→ Your goal:
Write the records out again, exactly.

→ Saved entries:
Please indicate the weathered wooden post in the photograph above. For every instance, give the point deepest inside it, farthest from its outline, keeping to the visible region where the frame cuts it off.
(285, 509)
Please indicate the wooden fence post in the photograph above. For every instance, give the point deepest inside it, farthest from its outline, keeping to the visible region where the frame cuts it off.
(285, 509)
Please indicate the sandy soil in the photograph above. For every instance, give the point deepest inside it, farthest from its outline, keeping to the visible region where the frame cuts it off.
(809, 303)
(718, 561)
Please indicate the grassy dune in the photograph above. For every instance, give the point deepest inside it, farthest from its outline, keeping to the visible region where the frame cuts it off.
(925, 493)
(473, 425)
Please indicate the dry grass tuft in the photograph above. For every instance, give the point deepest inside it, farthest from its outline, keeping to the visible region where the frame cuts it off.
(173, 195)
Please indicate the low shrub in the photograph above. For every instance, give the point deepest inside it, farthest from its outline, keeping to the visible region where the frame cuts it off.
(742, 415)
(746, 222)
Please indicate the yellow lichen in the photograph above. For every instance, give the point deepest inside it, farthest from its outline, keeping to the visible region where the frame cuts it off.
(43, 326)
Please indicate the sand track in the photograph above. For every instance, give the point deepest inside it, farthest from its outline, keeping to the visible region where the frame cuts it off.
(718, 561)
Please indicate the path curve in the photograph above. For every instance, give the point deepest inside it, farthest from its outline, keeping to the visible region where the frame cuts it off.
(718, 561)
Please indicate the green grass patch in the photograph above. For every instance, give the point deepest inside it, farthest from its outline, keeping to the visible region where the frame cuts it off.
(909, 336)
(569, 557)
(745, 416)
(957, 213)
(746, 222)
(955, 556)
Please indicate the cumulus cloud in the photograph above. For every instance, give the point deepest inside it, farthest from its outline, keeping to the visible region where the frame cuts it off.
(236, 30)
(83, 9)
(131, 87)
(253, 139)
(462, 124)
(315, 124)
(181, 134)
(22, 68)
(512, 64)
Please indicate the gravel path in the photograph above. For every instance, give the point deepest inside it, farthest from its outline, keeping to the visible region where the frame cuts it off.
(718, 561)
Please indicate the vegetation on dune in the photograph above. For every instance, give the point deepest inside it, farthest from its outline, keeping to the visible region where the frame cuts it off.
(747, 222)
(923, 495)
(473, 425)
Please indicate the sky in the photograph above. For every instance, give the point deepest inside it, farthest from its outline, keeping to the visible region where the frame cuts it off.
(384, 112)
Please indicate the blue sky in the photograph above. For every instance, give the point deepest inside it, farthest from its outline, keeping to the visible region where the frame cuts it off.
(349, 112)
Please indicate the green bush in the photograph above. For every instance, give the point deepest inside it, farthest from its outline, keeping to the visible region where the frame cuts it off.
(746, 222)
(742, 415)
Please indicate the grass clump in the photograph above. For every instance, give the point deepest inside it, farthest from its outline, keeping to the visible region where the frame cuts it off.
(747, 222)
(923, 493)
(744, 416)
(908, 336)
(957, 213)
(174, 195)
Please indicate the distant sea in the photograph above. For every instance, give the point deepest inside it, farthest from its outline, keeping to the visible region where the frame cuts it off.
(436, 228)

→ Worked solution:
Please indicate the weathered wooden post in the photograph above. For every instance, give the point deepest inside it, farthest from its outline, keeping to the visible region where the frame cuts it off.
(285, 509)
Please indicate the wooden fence post in the photograph above. For every instance, give the point deepest inside it, farthest from its outline, keeping to the visible region where the frame cuts it off.
(285, 509)
Please indicate the sandy soil in the photograph above. For every instance, give the point deepest inside it, farthest from its outline, keeping to the visible region where the frame cuts it off.
(809, 303)
(718, 561)
Please indicate the grassy dune in the photograph above. For every instance, give the point deepest inside it, farthest from its outline, keeping to the visible region where the frame cuts it off.
(925, 493)
(473, 425)
Please indicate the dry grass tuft in the photograph above. For every instance, give the point deepest inside it, farthest from its outline, keeping to the visible region where the frame cuts it off.
(173, 195)
Please indicate the low shrub in the photograph above. For every instance, give the point deepest inside it, farthest from its outline, keeping to the visible region where the frame cuts it off.
(742, 415)
(746, 222)
Please indicate the yellow lichen in the photograph above. For every instance, give the point deepest inside it, farthest from its outline, keeping to the visible region where the frame cuts it off.
(43, 326)
Please indicate the sand track in the photograph above. For every instance, give the point deepest inside it, farthest from its outline, keeping to the visible region where the frame cuts it off.
(718, 561)
Please indicate the path curve in the photograph above. For every instance, give the point deepest inside it, farthest from its outline, keeping to the visible region where the frame cuts it off.
(718, 561)
Please indicate the green grass patch in the photograph above. For every instance, give the point deepest inside it, farthest from its outline, keeping to the visible region where the frame cuts it off.
(909, 336)
(569, 557)
(745, 416)
(957, 213)
(746, 222)
(955, 556)
Please indicate the cumulus cloud in the photograph above. For every instance, give the point deepest inside it, farthest from its outline, keeping to the visible region where the frame cuts it off.
(236, 30)
(83, 9)
(131, 87)
(253, 139)
(462, 124)
(315, 124)
(181, 134)
(22, 68)
(512, 64)
Please indicate the gravel path in the photograph above. For every instance, give the point deepest inside it, farthest from its outline, keeping to the visible region where the frame cuts it off.
(718, 561)
Please indicate the vegetation on dune in the photograph above. For every instance, give the point deepest inside it, farthest from its outline, keeping to the visible region where the frame cuts it off.
(747, 222)
(923, 495)
(473, 425)
Please indicate the sky in the photograph above. For every instance, give the point deepest inside it, farthest from its outline, keeping to the visible region where the frame cuts it off.
(384, 112)
Please indicate the blue sky in the photograph above. For every instance, give the point deepest inside it, farthest from its outline, keeping to the visible region where the frame cuts it off.
(349, 112)
Please indicate the green bush in the photograph above. For every instance, give the point deepest inside it, farthest from its outline, keeping to the visible region where the frame cuts it off.
(746, 222)
(742, 415)
Please indicate the grass clump in the photograph above. For every instance, give the point deepest inside it, farthest from its outline, keeping to the visible region where the frame cuts it off.
(747, 222)
(923, 493)
(744, 416)
(908, 336)
(957, 213)
(174, 195)
Please indicate the distant sea in the photograph above. For every instance, give the point deepest inside it, farthest from its outline, keeping to the visible region where the frame cuts it off.
(436, 228)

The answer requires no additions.